= EXERCISE OBJECTIVE =
Revise the lines from the one containing "Please trace the outline of every instance of the dog nose." through the end of the records, replacing "whole pixels" with "integer pixels" and leaving everything else unchanged. Return only those lines.
>> BEGIN DATA ENTRIES
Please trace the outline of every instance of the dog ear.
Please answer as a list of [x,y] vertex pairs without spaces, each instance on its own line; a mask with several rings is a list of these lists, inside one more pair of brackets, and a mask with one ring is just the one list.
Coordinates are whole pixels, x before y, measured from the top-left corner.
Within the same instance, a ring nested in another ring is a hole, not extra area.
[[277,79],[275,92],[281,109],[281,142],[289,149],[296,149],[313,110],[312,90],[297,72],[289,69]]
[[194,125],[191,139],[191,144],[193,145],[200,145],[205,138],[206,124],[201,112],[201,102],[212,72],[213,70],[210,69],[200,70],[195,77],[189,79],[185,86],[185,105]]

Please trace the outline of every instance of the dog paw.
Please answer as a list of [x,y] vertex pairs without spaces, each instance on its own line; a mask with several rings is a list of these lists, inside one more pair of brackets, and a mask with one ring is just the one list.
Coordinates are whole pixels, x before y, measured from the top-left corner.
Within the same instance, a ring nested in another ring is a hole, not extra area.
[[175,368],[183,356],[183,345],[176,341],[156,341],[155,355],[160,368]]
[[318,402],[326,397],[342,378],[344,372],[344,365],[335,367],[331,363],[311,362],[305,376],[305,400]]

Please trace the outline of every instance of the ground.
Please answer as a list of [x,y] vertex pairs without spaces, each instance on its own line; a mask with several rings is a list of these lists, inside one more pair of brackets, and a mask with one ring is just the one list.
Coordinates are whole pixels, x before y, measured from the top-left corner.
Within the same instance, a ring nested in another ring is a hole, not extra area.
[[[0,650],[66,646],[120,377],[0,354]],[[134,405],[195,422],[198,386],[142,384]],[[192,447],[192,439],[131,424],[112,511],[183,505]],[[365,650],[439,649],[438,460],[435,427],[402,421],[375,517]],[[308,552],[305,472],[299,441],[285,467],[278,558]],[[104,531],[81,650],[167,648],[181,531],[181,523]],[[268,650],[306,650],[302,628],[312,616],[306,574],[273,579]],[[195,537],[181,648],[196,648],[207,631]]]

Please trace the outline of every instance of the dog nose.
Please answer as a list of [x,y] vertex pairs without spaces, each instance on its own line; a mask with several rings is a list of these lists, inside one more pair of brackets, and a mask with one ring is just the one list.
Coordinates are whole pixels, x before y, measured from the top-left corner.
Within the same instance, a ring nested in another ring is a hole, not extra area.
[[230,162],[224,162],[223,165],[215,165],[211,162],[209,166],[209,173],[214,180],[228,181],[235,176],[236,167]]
>> END DATA ENTRIES
= IN RESPONSE =
Please trace the outline of every instance of the dog nose.
Please answer as a list of [x,y] vertex pairs without spaces, each instance on its own line; a mask with several rings is a list of these lists, inside one more pair of brackets, and a mask with one ring is just the one list.
Coordinates are integer pixels, x before y, measured from the top-left corner.
Within the same instance, a ring nested in another ring is a hole, not extra area.
[[230,162],[224,162],[223,165],[215,165],[211,162],[209,166],[209,173],[214,180],[228,181],[235,176],[236,167]]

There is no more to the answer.